▶ _PAGE EXCERPT_:
Art. 1011.             In default of persons entitled to succeed in accordance with the provisions of the preceding Sections, the State shall inherit the whole estate. (956a)

Art. 1012.             In order that the State may take possession of the property mentioned in the preceding article, the pertinent provisions of the Rules of Court must be observed. (958a)

Art. 1013.             After the payment of debts and charges, the personal property shall be assigned to the municipality or city where the deceased last resided in the Philippines, and the real estate to the municipalities or cities, respectively, in which the same is situated.

If the deceased never resided in the Philippines, the whole estate shall be assigned to the respective municipalities or cities where the same is located.

Such estate shall be for the benefit of public schools, and public charitable institutions and centers, in such municipalities or cities. The court shall distribute the estate as the respective needs of each beneficiary may warrant.

The court, at the instance of an interested party, or on its own motion, may order the establishment of a permanent trust, so that only the income from the property shall be used. (956a)

Art. 1014.             If a person legally entitled to the estate of the deceased appears and files a claim thereto with the court within five years from the date the property was delivered to the State, such person shall be entitled to the possession of the same, or if sold the municipality or city shall be accountable to him for such part of the proceeds as may not have been lawfully spent. (n)

XXII. RIGHT OF ACCRETION
A.      CONCEPT
Art. 1015. Accretion is a right by virtue of which, when two or more persons are called to the same inheritance, devise or legacy, the part assigned to the one who renounces or cannot receive his share, or who died before the testator, is added or incorporated to that of his co-heirs, co-devisees, or co-legatees. (n)
Art. 1016. In order that the right of accretion may take place in a testamentary succession, it shall be necessary:
(1) That two or more persons be called to the same inheritance, or to the same portion thereof, pro indiviso; and
(2) That one of the persons thus called die before the testator, or renounce the inheritance, or be incapacitated to receive it. (928a)
Art. 1017. The words "one-half for each" or "in equal shares" or any others which, though designating an aliquot part, do not identify it by such description as shall make each heir the exclusive owner of determinate property, shall not exclude the right of accretion.
In case of money or fungible goods, if the share of each heir is not earmarked, there shall be a right of accretion. (983a)
Art. 1019. The heirs to whom the portion goes by the right of accretion take it in the same proportion that they inherit. (n)

▶ _INFORMATION SHOWN_:
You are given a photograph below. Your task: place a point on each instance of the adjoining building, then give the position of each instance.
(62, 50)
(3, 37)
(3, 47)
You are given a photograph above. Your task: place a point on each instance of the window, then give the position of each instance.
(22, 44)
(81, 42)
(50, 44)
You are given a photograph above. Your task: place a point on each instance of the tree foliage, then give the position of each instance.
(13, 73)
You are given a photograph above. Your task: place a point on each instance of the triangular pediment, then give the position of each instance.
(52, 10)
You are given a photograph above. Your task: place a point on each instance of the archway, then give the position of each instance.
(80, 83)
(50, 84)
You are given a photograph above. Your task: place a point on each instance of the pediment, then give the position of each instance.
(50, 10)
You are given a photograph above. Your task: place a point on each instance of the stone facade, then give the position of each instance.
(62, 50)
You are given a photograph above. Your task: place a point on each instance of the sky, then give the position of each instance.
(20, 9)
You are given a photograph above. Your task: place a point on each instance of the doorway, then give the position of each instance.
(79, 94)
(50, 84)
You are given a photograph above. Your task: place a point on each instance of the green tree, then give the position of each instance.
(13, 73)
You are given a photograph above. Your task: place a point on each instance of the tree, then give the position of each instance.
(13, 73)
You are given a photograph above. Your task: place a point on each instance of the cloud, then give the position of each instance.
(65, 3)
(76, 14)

--

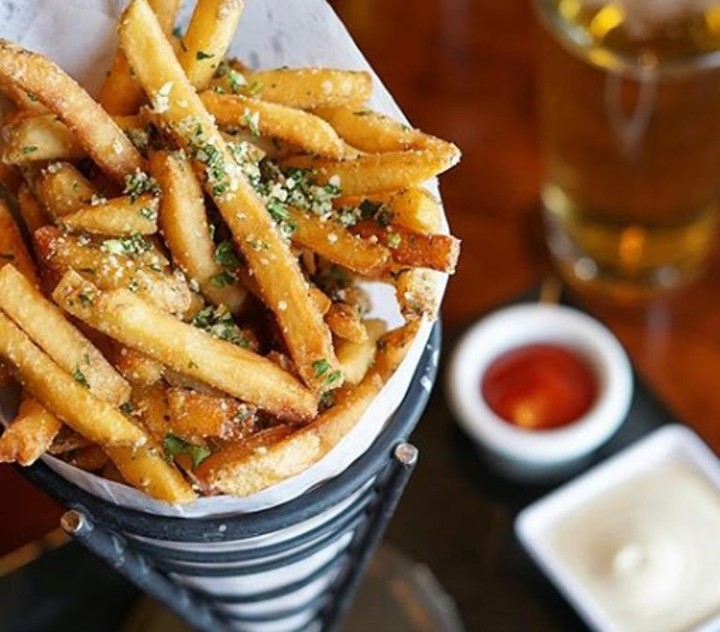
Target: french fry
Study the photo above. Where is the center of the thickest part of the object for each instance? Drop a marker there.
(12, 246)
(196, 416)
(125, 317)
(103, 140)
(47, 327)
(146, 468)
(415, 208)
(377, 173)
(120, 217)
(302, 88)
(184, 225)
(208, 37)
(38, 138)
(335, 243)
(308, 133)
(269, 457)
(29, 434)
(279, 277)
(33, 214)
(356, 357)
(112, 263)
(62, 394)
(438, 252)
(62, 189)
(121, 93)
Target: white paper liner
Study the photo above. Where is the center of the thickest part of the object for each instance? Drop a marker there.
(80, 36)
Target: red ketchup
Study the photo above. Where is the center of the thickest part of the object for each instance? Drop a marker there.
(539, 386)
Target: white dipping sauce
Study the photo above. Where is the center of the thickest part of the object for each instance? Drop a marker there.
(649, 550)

▶ _GIVEN TASK_: Put this sentence from the inheritance law excerpt into Spanish: "The heirs to whom the portion goes by the right of accretion take it in the same proportion that they inherit."

▶ _EXERCISE OUTPUT_: Los herederos a quienes corresponde la porción por derecho de acrecer la reciben en la misma proporción en que heredan.